Let me mention a few process and license considerations for the TSC and PGB to discuss. Thank you to Sonal, who gave me a great understanding of what's desired here. Because this is a competitive process, and analogous to a hiring, there are a few steps we advise you to take, so that the outcome is generally accepted as open and fair by all participants.

  • This is an RfP, using funds and (I assume) your official status, so we recommend you take steps to make sure the opportunity / RfP is open, in the sense of circulated to multiple plausible contractors / bidders. Maybe that's been done? I am concerned about the small number of "bites" of which I have hear, so far. As I mentioned to Sonal, OASIS is happy to help circulate this -- but is there any documentation of your expectations, other than this page, so far?
  • Has a deadline been set for responses? Unless there's more of which I am unaware, i think you may need some structure about your dates for opening, closing bids, and choosing one. Several parties
  • I agree with KT that this should be an explicit TSC topic. Based on your governance, we'd expect that reviewing and awarding of bids is an action specifically conducted by the TSC, and then, depending on what the EEA OP PGB has agreed to delegate, with either (1) a recommendation reported up to the PGB for action, or (2) the final award reported to the PGB timely.
  • When you engage a party, for pay, to do technical work, there should be a form of short contractor agreement in place for your protection, to scope expectations, confirm the award's terms, and obtain proper licensing of the delivered product. OASIS committees do a fair amount of this, I am happy to share a form or help with one. It need not be long, two pages might do it. But the main issue at this stage is that any bidder should expect to work under a short written agreement.

- Brief 1 -
From the message about the RfP, reproduce the passage starting at "Let me mention" and ending at "by all participants.".
The rows below are unrelated to the message about the RfP.

- Supplied data -
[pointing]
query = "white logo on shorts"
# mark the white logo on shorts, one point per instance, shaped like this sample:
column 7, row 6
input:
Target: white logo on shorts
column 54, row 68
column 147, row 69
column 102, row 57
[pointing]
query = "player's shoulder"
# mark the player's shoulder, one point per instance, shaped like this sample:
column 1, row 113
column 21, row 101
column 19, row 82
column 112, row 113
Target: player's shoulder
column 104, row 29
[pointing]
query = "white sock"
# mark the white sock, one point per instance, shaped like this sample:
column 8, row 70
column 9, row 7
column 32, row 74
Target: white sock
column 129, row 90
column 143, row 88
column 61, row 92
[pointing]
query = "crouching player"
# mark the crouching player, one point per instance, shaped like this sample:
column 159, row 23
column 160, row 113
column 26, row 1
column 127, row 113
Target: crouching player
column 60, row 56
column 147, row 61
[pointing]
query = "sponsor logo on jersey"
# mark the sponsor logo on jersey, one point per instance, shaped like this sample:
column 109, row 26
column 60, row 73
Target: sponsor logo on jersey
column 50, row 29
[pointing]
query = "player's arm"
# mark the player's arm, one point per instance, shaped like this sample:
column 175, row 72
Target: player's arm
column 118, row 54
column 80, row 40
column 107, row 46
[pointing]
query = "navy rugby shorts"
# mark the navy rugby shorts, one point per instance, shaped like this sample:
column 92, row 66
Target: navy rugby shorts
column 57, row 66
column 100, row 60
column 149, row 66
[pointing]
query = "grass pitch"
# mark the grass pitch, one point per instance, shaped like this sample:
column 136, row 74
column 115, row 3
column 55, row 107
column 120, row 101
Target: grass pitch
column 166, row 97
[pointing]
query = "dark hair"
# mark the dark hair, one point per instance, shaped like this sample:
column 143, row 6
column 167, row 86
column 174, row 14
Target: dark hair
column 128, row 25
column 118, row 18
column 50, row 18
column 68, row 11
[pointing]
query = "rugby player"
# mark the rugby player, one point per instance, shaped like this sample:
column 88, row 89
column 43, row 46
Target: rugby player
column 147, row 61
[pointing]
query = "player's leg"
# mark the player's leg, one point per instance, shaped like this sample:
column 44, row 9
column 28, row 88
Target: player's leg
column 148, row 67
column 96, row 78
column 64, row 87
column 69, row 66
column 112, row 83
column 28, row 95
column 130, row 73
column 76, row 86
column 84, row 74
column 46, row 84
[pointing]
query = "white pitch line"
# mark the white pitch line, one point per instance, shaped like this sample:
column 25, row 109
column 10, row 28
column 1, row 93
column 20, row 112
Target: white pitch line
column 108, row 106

- Brief 2 -
List every line in the rows that contains the word "shoulder".

- Reply 1 -
Let me mention a few process and license considerations for the TSC and PGB to discuss. Thank you to Sonal, who gave me a great understanding of what's desired here. Because this is a competitive process, and analogous to a hiring, there are a few steps we advise you to take, so that the outcome is generally accepted as open and fair by all participants.

- Reply 2 -
query = "player's shoulder"
# mark the player's shoulder, one point per instance, shaped like this sample:
Target: player's shoulder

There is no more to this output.